I think we're mixing two different things here: what the kernel think of
the affinity, and what it is actually set to. Of course, things should
more or less match.

By default, Linux assumes that all interrupts are routed to CPU0. That's
the *boot* CPU, and not necessary what is the HW view of CPU0 (think of
kexec from a secondary CPU). What is expected is that you perform the
initial affinity configuration so that the interrupt is routed to this
boot CPU. After that, userspace is in charge.

> 2. The kernel will not call idu_irq_set_affinity() for IDU interrupt
> controller in some cases. It happens when the top interrupt
> controller does not support setting of the affinity and does not even
> support propagating of it (e.g. a GPIO interrupt controller on top of
> IDU which funnels all interrupts in one line). However
> idu_irq_set_affinity() must be called to unmask common interrupts in
> IDU. And if I want to make an affinity in irq_desc to match a real
> affinity I must call irq_set_affinity() instead of just
> idu_irq_set_affinity() .

My brain has just melted. Can you describe this a bit more, possibly
using some ASCII diagrams? I really don't understand what the affinity
settings have to do with unmasking the interrupt... It is that you mask
an interrupt by routing it to a dummy CPU?

Thanks,

M.
--
Jazz is not dead. It just smells funny...
#####
## What this exercise asks
**A)** In the message on interrupt affinity, the lines beginning with ">" mention several interrupt controllers. List each of them.
**B)** According to the message on interrupt affinity, which CPU does Linux assume by default that all interrupts are routed to?

## Extracted data
#####
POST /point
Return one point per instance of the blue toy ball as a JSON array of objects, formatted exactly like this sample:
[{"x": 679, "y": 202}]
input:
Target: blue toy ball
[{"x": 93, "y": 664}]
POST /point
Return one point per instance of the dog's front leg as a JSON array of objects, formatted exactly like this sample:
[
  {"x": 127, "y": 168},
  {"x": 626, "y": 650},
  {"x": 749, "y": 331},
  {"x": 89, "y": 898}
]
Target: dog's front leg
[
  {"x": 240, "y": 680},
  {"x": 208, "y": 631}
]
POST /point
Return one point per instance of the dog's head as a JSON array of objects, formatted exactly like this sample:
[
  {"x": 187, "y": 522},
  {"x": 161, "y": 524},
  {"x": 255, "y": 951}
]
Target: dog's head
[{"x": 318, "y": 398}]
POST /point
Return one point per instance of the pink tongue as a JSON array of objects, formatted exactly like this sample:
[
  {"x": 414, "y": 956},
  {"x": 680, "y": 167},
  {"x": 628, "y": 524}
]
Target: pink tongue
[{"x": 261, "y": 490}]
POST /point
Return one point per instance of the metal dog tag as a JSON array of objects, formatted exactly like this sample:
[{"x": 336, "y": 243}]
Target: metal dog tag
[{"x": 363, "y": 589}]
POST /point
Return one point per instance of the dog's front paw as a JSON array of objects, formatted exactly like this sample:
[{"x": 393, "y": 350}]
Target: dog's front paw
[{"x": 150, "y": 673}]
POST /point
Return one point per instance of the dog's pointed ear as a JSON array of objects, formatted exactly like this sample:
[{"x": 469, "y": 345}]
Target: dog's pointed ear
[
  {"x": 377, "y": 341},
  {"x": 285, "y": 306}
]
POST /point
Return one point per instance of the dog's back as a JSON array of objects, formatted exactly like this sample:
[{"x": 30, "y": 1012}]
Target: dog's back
#####
## Solution list
**A)**
- The IDU interrupt controller
- The top interrupt controller
- A GPIO interrupt controller on top of IDU that funnels all interrupts into one line

**B)** CPU0, the boot CPU.